• _AIM_
Find the line that contains "Please indicate the white ceiling". Repeat that line and all lines following it, exactly, through the end of the listing below.

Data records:
================
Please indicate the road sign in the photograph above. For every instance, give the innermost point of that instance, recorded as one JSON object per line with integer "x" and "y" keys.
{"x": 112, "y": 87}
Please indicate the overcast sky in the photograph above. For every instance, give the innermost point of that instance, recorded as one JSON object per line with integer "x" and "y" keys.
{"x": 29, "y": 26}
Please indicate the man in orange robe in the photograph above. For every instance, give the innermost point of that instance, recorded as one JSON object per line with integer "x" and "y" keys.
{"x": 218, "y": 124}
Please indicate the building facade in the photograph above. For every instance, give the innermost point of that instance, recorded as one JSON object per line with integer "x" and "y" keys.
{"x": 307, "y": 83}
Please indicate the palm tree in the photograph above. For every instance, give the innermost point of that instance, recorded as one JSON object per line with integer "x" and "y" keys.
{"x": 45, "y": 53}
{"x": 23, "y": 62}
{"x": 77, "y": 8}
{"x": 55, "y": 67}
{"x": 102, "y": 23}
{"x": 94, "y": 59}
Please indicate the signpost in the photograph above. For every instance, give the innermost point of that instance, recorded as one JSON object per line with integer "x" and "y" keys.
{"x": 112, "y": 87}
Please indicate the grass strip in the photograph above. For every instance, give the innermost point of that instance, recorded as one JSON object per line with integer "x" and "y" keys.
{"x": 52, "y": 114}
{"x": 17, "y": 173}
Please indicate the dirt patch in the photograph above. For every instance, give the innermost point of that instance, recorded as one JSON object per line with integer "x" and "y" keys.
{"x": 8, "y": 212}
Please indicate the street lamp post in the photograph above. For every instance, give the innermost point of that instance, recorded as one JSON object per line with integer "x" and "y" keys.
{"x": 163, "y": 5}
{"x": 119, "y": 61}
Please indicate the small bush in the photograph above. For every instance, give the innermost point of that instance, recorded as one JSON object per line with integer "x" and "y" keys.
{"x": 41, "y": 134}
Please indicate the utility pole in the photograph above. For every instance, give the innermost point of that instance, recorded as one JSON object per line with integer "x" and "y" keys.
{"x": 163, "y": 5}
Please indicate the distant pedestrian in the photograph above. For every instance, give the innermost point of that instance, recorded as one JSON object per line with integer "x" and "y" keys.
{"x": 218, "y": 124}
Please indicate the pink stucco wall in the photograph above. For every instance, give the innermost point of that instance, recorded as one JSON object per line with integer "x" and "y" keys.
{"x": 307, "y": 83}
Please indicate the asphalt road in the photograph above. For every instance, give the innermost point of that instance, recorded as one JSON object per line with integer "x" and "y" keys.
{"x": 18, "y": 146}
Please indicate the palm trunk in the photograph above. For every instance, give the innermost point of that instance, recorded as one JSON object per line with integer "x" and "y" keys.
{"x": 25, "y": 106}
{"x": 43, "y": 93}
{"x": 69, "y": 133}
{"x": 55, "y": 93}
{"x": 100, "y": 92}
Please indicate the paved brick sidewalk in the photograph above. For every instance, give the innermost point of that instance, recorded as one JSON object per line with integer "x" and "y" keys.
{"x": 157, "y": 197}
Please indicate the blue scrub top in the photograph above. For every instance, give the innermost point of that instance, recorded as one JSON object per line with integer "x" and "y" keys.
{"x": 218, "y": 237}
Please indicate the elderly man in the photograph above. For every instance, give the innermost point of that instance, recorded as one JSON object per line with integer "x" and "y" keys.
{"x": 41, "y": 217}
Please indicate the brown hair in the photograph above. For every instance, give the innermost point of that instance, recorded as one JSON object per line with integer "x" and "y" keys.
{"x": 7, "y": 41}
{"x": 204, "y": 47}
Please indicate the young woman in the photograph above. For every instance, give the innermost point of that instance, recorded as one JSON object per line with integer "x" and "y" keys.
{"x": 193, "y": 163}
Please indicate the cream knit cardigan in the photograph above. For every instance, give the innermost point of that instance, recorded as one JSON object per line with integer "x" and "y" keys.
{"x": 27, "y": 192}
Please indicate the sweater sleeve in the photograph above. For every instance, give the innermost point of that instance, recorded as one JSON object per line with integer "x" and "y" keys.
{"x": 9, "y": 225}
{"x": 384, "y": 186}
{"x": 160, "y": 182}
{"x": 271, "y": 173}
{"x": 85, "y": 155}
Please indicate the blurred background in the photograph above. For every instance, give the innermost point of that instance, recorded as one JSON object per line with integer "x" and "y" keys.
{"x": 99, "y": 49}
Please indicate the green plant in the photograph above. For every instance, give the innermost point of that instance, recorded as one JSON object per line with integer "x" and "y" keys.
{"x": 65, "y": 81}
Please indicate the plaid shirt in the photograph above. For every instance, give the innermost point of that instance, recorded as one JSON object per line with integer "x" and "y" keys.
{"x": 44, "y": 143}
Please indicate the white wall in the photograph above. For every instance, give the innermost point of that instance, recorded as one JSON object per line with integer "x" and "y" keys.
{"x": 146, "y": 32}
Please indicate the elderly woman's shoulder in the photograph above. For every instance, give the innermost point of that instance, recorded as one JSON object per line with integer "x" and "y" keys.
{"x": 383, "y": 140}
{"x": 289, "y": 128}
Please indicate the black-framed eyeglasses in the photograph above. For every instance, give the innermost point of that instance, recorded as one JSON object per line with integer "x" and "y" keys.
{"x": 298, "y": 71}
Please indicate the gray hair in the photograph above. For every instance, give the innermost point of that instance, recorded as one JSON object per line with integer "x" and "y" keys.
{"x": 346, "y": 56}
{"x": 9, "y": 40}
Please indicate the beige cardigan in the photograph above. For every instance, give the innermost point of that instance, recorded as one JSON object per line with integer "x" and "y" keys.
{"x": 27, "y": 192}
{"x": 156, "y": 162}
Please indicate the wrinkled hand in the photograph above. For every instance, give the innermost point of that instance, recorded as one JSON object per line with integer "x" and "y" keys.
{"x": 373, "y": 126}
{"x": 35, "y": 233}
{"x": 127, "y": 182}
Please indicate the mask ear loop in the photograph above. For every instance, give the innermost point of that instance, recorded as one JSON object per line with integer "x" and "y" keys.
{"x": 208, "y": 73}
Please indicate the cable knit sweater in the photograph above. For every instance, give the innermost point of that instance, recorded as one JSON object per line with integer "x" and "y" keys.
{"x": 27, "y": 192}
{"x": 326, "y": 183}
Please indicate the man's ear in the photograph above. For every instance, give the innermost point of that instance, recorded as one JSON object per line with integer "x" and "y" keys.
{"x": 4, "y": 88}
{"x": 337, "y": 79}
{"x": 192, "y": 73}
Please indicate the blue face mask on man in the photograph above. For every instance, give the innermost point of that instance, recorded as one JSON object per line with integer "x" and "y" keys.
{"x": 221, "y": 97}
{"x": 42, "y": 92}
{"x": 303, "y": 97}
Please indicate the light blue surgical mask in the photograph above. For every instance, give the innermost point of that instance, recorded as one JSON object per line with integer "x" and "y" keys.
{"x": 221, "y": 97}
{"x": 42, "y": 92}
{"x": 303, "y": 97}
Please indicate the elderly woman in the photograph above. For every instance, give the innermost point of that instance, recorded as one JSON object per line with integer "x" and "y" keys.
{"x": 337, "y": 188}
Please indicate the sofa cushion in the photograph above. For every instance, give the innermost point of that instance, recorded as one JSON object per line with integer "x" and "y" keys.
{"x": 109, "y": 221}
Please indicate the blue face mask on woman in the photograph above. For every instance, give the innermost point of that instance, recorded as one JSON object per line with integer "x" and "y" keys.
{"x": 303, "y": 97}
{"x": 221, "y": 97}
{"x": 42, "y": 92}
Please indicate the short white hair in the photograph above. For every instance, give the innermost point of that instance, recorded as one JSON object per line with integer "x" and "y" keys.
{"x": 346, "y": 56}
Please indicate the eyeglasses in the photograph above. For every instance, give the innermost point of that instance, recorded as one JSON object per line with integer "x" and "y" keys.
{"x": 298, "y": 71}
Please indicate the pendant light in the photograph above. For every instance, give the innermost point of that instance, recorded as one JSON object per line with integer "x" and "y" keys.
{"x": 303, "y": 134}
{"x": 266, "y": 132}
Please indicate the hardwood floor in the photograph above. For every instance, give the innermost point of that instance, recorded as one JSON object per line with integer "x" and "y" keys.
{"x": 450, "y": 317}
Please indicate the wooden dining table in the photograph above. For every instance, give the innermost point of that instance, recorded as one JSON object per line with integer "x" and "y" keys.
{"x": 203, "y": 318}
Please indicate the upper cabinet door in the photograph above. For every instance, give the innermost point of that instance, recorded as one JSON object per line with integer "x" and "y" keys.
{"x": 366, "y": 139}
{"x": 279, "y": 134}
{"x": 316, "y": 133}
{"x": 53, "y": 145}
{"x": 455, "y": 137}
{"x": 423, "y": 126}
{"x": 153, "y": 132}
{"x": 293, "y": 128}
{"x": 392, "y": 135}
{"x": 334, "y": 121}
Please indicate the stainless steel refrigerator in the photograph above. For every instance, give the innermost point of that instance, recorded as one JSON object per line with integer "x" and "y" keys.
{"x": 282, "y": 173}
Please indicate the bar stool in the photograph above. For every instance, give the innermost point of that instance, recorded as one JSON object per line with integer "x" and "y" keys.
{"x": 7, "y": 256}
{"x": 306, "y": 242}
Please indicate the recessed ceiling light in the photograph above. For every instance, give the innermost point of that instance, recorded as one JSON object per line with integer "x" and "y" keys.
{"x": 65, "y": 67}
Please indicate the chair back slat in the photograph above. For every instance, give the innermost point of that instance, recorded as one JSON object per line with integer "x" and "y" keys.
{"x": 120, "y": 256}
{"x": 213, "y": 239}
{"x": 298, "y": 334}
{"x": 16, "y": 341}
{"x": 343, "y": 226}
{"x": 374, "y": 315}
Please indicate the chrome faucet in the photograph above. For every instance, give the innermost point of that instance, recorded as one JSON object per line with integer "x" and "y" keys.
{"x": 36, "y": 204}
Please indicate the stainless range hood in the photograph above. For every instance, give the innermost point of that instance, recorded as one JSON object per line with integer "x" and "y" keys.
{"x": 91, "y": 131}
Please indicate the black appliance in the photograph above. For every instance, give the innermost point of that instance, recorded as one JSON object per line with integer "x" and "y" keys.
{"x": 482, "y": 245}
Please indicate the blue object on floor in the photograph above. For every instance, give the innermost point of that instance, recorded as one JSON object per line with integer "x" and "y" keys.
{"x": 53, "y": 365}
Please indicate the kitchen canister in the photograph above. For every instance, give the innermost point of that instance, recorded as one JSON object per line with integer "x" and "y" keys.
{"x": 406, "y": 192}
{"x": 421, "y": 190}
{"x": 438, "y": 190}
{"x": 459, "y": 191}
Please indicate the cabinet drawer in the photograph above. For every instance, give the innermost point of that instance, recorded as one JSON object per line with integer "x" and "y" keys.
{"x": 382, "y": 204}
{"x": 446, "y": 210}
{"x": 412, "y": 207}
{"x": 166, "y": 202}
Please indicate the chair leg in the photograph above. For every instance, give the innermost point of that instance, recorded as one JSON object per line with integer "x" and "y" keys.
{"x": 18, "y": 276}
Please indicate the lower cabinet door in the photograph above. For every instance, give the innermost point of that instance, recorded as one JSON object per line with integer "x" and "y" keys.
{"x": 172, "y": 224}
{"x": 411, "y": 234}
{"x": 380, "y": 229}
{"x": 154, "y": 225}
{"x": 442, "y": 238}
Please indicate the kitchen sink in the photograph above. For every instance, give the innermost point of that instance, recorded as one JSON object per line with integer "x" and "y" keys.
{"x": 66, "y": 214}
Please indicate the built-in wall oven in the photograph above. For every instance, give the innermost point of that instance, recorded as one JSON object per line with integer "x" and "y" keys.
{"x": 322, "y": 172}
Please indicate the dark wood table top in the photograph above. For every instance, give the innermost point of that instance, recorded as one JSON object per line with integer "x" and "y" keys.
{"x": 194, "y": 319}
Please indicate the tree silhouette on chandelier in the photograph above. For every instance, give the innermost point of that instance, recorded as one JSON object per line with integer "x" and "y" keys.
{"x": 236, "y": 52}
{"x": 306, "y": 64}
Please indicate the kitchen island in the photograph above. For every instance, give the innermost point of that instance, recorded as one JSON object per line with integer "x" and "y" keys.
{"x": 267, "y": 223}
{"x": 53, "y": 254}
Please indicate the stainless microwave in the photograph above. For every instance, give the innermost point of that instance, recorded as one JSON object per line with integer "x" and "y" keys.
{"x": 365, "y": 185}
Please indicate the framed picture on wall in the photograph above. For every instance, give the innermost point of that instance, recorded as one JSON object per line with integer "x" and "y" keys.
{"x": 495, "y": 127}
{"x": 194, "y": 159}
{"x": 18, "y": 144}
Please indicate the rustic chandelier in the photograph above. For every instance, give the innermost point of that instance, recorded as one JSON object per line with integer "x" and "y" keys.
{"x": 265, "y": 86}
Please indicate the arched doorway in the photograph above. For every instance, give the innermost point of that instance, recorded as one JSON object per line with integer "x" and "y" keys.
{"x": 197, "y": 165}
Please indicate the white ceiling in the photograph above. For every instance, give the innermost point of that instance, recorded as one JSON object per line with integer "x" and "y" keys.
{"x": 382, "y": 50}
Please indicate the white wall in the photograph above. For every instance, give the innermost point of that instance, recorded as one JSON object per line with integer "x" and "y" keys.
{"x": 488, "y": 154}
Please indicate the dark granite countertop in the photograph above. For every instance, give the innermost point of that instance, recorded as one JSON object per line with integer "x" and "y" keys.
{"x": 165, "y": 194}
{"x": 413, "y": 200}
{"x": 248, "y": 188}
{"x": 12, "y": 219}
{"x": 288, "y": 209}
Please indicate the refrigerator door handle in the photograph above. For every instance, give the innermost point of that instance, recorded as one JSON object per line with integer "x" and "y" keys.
================
• _WORKED SOLUTION_
Please indicate the white ceiling in the photograph above. For every instance, give the innermost point of that instance, recorded as one JSON object per line with integer "x" and "y" keys.
{"x": 382, "y": 50}
Please indicate the white wall in the photograph above. For every instance, give the innermost point of that instance, recorded as one JSON object per line with integer "x" and "y" keys.
{"x": 488, "y": 154}
Please indicate the dark granite countertop in the photograph above. For every instance, give the innermost point of that instance, recorded as one JSON object per line with integer "x" and "y" keys.
{"x": 165, "y": 194}
{"x": 413, "y": 200}
{"x": 248, "y": 188}
{"x": 12, "y": 219}
{"x": 288, "y": 209}
Please indicate the refrigerator door handle in the photograph above. For every instance, give the innermost point of that instance, recorded as one JSON object per line with integer "x" and "y" keys.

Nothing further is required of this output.